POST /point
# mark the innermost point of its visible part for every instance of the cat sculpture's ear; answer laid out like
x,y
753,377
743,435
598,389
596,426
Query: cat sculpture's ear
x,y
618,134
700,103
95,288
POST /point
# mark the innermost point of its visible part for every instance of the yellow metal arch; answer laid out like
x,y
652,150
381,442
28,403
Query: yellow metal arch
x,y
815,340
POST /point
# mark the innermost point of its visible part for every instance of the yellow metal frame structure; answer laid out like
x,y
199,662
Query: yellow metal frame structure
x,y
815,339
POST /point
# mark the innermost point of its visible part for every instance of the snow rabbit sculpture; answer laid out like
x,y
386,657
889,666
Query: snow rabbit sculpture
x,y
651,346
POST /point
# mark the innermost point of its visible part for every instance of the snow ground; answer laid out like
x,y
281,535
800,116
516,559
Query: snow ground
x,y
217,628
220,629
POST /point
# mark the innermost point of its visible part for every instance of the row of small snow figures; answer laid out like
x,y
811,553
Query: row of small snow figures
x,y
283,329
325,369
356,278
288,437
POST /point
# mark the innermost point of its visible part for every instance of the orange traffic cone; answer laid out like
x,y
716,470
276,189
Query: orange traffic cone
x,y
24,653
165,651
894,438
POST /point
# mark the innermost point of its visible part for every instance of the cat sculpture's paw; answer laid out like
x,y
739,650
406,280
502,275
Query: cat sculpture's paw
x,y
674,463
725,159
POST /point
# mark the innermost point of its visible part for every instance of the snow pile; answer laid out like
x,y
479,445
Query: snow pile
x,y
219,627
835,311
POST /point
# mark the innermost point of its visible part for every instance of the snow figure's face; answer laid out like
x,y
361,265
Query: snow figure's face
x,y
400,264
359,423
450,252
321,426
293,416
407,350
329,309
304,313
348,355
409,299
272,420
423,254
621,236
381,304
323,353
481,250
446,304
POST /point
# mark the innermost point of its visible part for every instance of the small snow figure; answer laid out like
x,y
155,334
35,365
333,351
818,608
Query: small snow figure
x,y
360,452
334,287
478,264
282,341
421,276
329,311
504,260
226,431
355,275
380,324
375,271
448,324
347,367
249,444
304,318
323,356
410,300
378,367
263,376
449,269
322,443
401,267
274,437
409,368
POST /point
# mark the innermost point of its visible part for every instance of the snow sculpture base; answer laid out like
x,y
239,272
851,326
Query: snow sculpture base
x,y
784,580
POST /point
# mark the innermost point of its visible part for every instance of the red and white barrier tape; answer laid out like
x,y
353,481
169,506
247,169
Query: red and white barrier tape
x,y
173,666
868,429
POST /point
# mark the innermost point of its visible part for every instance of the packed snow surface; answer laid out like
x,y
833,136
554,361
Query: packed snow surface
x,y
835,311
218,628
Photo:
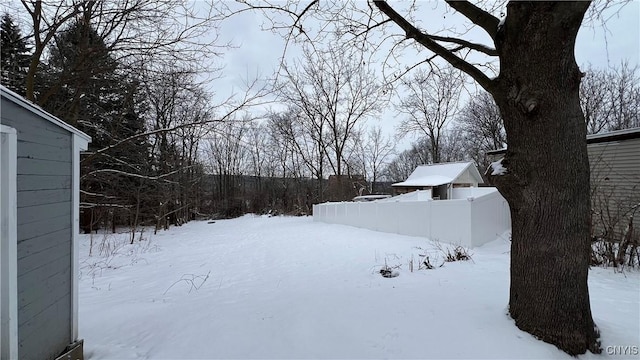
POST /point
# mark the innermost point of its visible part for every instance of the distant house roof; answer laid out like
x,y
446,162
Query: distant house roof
x,y
440,174
617,135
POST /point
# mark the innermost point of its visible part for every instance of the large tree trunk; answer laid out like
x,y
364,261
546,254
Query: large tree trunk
x,y
547,178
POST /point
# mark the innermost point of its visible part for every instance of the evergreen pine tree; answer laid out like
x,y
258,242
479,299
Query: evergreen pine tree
x,y
83,85
14,55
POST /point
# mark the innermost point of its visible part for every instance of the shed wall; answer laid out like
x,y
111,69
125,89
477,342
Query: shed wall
x,y
615,185
44,169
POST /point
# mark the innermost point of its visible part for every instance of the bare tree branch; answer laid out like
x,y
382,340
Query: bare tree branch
x,y
478,16
425,39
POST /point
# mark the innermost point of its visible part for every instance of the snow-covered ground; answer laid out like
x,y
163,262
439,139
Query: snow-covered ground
x,y
283,287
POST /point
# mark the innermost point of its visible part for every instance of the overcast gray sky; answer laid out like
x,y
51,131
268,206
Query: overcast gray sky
x,y
259,52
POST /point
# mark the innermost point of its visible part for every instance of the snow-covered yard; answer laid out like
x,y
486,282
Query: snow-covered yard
x,y
282,287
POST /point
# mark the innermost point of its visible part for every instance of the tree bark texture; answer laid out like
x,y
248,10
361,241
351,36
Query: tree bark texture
x,y
547,178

#####

= SET EXERCISE =
Please report every line of the data that holds the word "wall".

= ANSWER TO THIS PROBLEM =
# mark the innermost point of its visible part for every instance of the shed wall; answer laid out like
Query: shed wall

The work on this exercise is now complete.